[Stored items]
--- begin ---

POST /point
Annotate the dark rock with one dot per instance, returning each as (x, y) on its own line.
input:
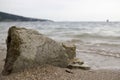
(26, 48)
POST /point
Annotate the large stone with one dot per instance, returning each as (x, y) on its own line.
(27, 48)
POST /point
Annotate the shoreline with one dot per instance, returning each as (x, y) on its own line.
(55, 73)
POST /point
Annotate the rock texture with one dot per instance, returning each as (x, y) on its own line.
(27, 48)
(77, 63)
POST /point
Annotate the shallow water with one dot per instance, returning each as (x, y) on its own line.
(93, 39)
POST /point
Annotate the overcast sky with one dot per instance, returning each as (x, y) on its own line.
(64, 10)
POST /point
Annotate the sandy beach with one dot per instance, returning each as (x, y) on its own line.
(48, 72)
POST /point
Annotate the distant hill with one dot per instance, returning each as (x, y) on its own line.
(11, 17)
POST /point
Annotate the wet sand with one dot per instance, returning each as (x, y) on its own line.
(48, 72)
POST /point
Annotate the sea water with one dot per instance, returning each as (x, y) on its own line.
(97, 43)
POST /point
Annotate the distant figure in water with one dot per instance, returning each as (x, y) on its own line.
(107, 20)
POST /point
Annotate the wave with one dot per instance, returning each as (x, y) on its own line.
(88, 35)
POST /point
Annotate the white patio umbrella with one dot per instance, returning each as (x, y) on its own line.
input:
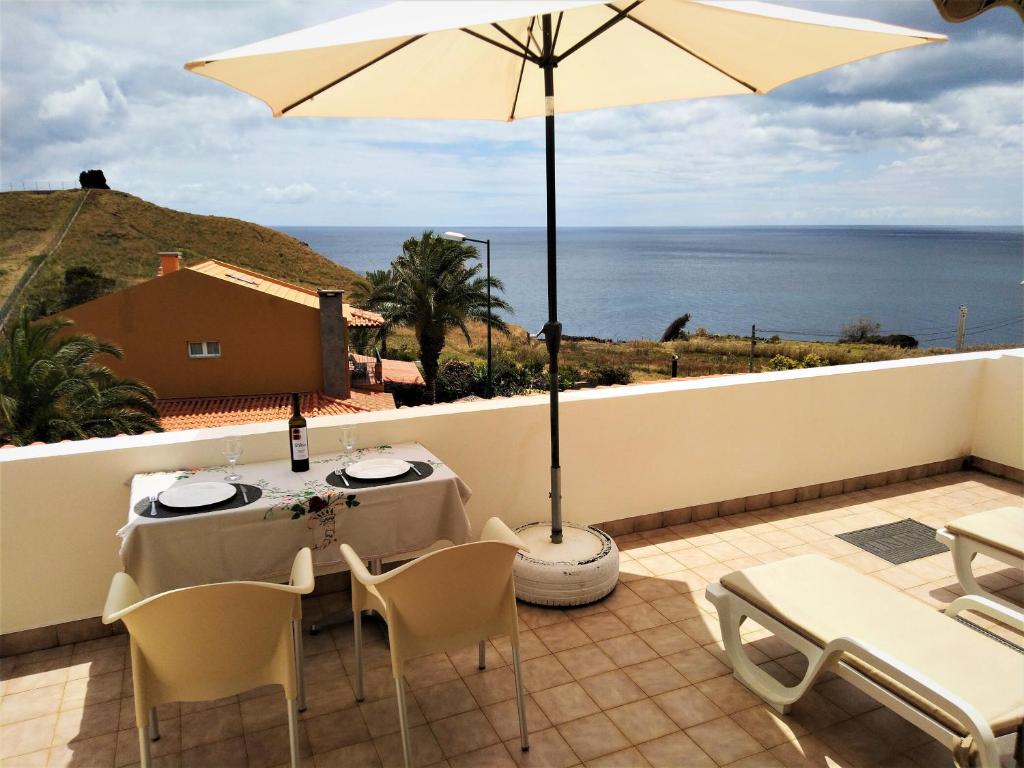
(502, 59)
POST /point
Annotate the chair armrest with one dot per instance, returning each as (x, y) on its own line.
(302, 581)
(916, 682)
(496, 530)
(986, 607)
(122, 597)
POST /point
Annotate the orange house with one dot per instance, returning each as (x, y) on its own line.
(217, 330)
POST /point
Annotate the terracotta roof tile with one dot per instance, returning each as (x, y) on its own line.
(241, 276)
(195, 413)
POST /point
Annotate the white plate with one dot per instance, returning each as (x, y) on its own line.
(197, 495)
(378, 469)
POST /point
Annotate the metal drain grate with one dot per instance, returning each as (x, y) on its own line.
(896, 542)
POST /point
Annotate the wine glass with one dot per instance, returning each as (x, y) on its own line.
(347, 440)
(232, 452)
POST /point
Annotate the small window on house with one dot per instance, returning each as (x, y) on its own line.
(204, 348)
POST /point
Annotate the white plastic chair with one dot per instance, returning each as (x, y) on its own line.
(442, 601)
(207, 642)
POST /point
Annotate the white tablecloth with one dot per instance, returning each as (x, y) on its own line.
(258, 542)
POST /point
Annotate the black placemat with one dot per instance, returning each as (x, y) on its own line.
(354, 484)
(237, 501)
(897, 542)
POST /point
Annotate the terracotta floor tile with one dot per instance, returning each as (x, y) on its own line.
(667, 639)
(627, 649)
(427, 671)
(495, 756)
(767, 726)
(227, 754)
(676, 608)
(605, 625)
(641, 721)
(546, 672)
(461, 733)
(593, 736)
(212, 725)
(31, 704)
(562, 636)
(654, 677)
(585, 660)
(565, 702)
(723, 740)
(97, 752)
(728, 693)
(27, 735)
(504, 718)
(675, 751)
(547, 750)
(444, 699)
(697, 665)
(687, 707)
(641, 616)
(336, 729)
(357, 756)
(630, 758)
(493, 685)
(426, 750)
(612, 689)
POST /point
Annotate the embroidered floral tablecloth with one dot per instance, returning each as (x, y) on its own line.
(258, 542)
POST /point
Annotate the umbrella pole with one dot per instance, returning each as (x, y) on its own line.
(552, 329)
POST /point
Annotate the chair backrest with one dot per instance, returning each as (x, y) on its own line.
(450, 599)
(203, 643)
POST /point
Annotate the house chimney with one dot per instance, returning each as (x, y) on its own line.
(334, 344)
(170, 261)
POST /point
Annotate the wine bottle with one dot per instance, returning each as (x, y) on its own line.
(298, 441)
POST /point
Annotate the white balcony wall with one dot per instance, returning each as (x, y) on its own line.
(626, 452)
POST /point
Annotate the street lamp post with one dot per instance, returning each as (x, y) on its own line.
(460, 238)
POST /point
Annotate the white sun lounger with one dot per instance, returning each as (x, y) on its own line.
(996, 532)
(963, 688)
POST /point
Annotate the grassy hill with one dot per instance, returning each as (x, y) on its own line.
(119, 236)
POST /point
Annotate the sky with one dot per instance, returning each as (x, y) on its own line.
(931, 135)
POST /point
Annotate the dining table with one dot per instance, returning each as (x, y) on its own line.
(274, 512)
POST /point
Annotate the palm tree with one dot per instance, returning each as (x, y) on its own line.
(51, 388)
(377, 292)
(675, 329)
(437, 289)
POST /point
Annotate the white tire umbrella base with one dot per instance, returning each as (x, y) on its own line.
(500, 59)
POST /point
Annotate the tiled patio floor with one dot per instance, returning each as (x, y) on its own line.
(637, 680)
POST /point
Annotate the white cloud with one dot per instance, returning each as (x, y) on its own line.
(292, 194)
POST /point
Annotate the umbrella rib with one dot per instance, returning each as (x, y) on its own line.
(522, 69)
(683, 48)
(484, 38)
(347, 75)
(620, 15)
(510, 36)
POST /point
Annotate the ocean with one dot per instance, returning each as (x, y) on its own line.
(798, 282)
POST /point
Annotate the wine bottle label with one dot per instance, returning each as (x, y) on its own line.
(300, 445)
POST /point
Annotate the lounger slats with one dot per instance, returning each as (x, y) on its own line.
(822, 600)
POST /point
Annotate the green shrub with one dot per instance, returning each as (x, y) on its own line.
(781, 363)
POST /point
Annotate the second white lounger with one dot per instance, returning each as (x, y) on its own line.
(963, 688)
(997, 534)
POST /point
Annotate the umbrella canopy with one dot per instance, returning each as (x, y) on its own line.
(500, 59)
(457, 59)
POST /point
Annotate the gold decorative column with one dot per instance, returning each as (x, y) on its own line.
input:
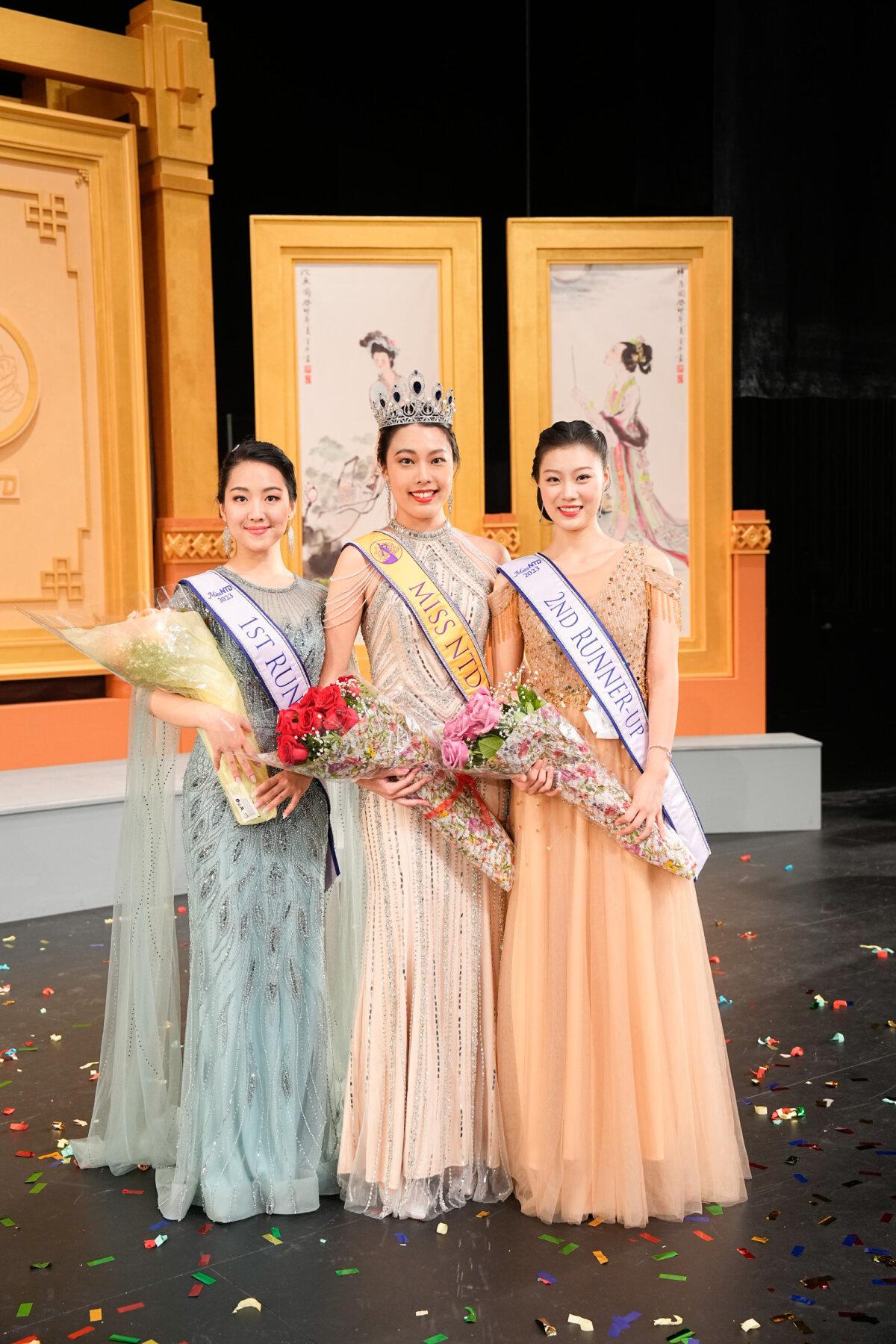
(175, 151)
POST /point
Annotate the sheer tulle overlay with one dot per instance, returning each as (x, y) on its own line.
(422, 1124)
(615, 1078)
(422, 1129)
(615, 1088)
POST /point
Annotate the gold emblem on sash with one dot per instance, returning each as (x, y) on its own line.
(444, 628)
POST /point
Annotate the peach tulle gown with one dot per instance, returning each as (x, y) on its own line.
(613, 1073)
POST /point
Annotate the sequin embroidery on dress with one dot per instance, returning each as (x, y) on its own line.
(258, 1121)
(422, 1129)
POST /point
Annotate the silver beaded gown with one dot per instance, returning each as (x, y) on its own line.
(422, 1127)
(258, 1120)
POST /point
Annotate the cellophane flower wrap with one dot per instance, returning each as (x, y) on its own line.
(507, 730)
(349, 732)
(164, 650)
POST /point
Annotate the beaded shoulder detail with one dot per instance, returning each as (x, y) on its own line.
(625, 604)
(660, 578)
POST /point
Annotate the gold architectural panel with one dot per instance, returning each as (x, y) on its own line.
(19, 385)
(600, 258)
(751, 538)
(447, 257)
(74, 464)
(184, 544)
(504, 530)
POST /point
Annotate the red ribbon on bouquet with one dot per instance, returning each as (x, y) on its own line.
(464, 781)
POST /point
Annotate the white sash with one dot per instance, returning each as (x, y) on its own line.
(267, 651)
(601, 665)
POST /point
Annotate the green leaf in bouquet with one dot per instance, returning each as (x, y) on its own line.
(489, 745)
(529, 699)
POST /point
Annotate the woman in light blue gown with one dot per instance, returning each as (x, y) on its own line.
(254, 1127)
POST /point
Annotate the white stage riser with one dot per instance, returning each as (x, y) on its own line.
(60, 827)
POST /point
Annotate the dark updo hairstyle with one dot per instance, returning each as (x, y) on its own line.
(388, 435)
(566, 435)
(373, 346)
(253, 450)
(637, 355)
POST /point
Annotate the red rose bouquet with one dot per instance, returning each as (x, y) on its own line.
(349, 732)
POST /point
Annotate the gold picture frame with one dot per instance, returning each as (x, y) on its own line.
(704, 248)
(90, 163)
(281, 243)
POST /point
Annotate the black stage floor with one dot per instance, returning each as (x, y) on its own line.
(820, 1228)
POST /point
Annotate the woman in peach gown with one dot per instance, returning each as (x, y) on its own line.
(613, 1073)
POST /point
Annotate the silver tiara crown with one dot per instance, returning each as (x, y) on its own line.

--- end ---

Find each line in the listing above that contains the word "patio" and copy those lines. Matches must have the same uppercase and lowercase letters.

Annotate the white patio umbrella with one dot per instance, returning each as (x, y) on its own line.
Annotate the tiled patio floor with one dot per instance, returning each as (x, y) on its own line.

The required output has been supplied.